## Objective
Please render the lines below as a Markdown table with two columns, Row for the row number and Line for the line itself, leaving out blank lines. Begin at the line that contains "Note to the class: locate the moored" and stop after the line that contains "<point>685,446</point>".

## Record extracts
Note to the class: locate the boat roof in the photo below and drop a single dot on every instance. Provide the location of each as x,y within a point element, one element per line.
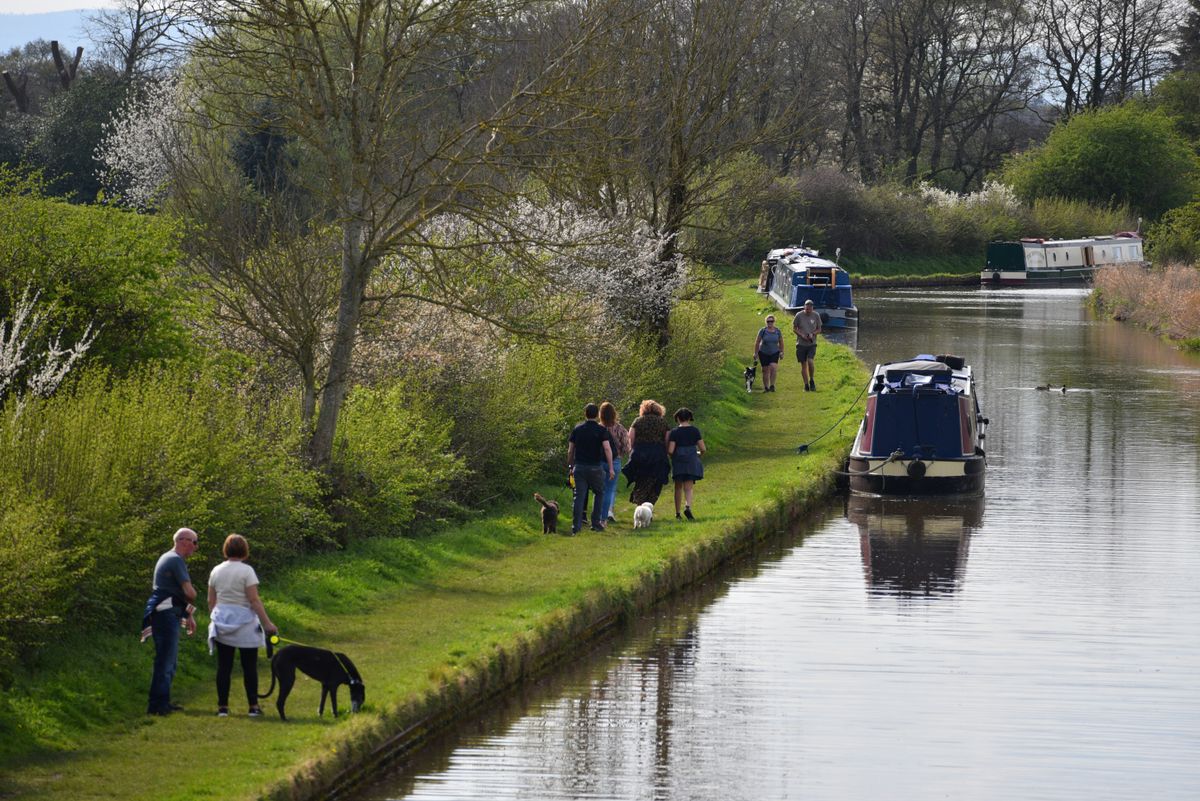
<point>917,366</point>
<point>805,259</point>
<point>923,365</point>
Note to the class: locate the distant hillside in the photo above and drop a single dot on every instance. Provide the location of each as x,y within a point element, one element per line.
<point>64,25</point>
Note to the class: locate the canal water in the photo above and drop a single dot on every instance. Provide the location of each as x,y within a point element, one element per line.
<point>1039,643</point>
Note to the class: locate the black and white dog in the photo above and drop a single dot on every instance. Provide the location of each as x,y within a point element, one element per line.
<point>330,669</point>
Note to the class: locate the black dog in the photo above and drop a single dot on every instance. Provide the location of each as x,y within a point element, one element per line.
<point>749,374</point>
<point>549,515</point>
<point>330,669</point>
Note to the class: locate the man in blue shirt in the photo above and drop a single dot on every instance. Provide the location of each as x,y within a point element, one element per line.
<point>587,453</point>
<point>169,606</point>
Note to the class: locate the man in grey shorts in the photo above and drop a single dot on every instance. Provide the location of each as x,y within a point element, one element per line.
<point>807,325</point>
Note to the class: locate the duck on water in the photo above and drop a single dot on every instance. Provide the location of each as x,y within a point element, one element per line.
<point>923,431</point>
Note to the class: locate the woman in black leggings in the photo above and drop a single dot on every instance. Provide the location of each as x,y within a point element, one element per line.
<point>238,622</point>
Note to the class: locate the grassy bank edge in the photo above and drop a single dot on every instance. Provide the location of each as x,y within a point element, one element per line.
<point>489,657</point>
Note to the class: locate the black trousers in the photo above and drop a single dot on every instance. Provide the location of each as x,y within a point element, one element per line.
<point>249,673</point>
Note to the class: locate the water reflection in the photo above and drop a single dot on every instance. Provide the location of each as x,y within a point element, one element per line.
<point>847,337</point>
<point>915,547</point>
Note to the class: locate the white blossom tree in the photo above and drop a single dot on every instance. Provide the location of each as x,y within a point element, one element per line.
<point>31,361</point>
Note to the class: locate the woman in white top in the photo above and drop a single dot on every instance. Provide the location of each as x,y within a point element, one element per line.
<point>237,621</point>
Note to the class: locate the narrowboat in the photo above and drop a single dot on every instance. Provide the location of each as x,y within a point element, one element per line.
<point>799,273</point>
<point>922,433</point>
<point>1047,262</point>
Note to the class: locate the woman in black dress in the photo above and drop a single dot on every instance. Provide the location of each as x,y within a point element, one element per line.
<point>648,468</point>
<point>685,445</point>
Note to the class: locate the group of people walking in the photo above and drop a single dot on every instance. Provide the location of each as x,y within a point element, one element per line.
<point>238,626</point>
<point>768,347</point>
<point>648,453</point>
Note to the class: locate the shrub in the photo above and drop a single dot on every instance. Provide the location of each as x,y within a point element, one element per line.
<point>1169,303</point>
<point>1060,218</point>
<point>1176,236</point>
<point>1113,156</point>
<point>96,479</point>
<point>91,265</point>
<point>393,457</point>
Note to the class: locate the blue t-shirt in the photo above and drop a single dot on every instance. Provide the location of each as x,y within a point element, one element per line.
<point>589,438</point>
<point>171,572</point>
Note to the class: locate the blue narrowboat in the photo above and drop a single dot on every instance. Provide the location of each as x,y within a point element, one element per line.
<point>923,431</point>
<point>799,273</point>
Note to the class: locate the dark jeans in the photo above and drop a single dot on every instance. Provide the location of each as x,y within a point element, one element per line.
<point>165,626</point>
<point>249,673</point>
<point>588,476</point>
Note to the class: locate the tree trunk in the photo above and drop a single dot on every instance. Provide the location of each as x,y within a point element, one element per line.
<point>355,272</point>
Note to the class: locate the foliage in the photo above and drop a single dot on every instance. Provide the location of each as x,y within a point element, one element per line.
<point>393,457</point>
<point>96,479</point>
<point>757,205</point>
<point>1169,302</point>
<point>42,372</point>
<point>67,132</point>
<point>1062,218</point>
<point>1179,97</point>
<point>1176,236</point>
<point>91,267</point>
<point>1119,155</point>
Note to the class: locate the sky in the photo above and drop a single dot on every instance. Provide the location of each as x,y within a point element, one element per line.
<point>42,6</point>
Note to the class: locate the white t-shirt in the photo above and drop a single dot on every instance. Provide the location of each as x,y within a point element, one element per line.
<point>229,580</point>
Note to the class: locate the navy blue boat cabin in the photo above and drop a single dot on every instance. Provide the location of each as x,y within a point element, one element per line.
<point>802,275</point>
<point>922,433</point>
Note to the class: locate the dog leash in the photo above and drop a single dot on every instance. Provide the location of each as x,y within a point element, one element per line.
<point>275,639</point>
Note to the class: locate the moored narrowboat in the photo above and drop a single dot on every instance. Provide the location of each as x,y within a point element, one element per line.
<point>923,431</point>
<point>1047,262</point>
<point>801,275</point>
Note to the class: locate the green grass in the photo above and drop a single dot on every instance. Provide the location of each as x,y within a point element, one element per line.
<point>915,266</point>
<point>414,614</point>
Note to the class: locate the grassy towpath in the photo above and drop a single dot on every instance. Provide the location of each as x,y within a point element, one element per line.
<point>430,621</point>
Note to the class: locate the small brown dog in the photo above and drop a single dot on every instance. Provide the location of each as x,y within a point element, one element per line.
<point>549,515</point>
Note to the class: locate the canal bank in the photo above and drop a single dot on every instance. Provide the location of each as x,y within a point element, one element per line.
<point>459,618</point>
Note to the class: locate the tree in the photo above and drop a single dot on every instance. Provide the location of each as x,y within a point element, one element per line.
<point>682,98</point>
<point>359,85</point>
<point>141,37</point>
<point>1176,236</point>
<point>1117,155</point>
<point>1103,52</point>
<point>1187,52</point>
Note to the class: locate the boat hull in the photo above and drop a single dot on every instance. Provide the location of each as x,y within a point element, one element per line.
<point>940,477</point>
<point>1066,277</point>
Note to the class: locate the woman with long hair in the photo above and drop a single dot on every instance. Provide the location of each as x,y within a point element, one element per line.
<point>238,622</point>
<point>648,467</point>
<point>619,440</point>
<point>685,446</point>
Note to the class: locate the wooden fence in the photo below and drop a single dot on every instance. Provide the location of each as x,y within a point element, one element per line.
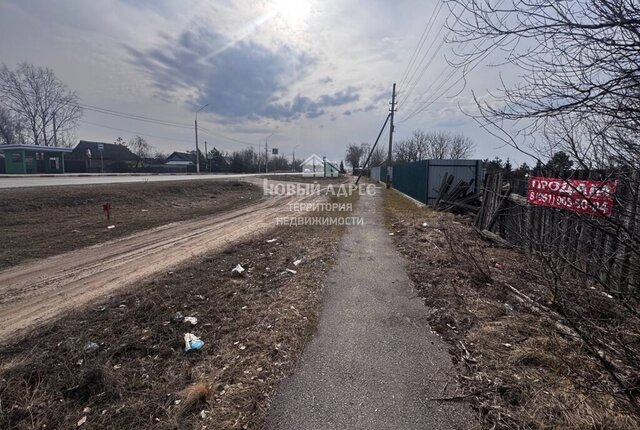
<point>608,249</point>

--

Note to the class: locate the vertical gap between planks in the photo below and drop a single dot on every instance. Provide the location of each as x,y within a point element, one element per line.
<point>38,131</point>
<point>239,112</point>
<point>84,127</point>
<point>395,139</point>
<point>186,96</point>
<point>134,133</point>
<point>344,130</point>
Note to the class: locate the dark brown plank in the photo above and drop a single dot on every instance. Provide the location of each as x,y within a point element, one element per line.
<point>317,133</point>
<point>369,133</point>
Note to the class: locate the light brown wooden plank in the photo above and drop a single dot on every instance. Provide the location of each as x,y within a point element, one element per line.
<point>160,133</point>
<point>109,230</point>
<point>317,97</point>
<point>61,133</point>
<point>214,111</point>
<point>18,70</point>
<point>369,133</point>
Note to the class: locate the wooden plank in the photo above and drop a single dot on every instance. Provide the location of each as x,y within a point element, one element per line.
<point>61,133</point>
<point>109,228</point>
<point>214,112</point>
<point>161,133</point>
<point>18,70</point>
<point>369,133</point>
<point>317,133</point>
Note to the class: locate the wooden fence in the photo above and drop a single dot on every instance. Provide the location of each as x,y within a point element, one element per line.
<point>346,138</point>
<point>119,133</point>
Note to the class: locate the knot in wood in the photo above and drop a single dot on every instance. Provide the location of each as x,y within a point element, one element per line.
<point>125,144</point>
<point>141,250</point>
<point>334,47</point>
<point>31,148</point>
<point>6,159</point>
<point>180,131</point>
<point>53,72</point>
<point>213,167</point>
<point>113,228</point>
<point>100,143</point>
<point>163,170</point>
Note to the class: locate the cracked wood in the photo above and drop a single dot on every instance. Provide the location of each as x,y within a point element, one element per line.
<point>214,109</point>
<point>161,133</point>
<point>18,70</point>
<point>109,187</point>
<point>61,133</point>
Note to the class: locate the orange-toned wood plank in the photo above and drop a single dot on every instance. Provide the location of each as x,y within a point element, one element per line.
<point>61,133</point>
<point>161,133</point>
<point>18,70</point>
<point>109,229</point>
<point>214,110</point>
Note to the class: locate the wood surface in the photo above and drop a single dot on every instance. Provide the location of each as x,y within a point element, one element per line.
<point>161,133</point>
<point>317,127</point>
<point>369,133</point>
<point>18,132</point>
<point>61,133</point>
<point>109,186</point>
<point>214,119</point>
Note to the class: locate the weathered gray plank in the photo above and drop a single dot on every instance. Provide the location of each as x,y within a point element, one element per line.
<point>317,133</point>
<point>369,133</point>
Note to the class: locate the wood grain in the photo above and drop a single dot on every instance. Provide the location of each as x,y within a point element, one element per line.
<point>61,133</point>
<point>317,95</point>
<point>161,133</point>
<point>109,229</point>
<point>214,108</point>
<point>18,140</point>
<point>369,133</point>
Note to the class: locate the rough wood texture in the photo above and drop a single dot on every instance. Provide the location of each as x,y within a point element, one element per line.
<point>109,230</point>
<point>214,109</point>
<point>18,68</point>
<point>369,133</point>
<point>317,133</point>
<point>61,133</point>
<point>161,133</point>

--

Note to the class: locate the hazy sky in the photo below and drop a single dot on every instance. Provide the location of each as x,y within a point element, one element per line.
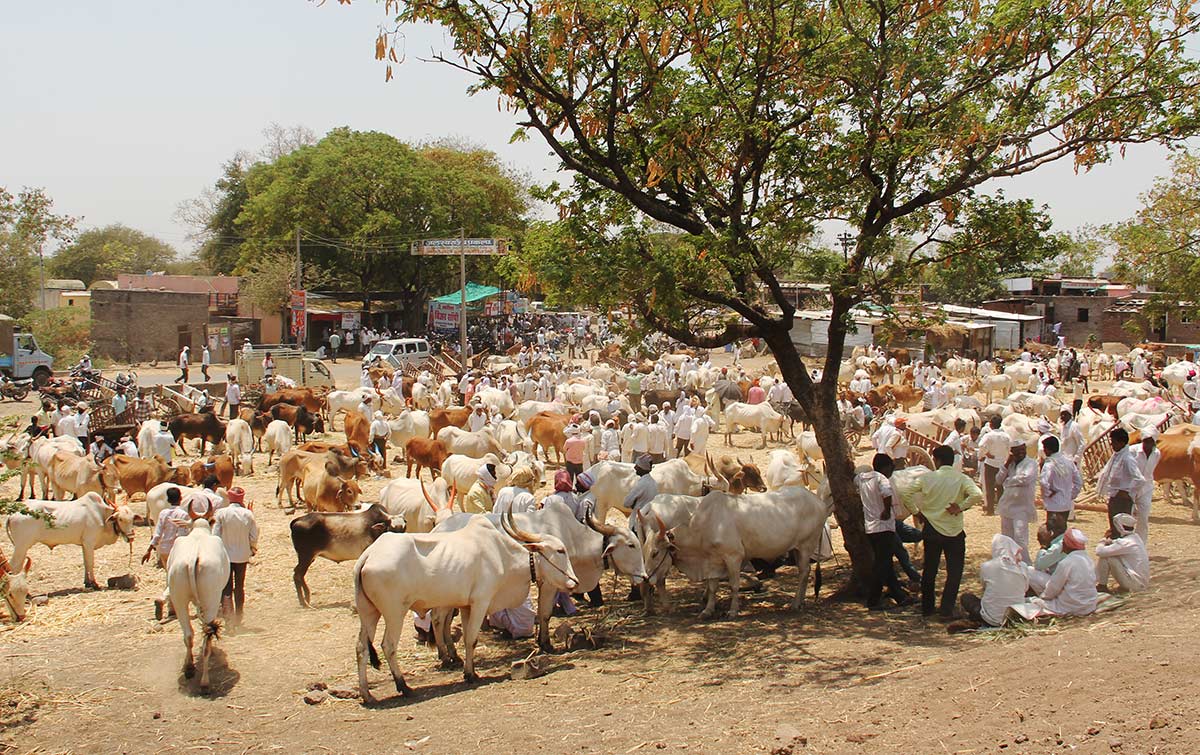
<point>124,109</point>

## Written answer
| Row | Line |
|---|---|
| 1 | Note to the class: locate the moored narrowboat in the photo above and drop a single dot on every instance. Provide the location of each as x,y within a point element, one element per line. |
| 2 | <point>923,431</point> |
| 3 | <point>1047,262</point> |
| 4 | <point>801,275</point> |
| 5 | Note to the class: locate the green grass in the photo above and drop a single dot on every instance. Provide the location of each as x,y within a point element, one element per line. |
| 6 | <point>915,266</point> |
| 7 | <point>414,614</point> |
| 8 | Note to the class: locate the grassy towpath in the photo above and drop a single dot on every instance. Provide the location of each as x,y within a point element, one element per line. |
| 9 | <point>430,621</point> |
| 10 | Note to the class: locate the small brown dog in the photo above and drop a single dot on every instance. Provide the location of each as x,y within a point element, one element per line. |
| 11 | <point>549,515</point> |
| 12 | Note to the class: locate the canal bank in the photo above and drop a single dot on every instance. Provide the location of each as x,y within a point element, one element per line. |
| 13 | <point>459,618</point> |
| 14 | Note to the class: locate the tree in the photo above and drop a single dot on every instance. Provide the location of each as x,y within a point element, one element per line. |
| 15 | <point>682,98</point> |
| 16 | <point>359,85</point> |
| 17 | <point>141,37</point> |
| 18 | <point>1176,236</point> |
| 19 | <point>1117,155</point> |
| 20 | <point>1103,52</point> |
| 21 | <point>1187,52</point> |
| 22 | Note to the class: locate the boat hull in the photo above and drop a single dot on every instance. Provide the location of each as x,y within a point element, one element per line. |
| 23 | <point>940,477</point> |
| 24 | <point>1066,277</point> |
| 25 | Note to the class: locate the woman with long hair in the photo above and drop a single dot on every instance. Provide the location of each as x,y within a point element, one element per line. |
| 26 | <point>238,622</point> |
| 27 | <point>648,467</point> |
| 28 | <point>619,440</point> |
| 29 | <point>685,446</point> |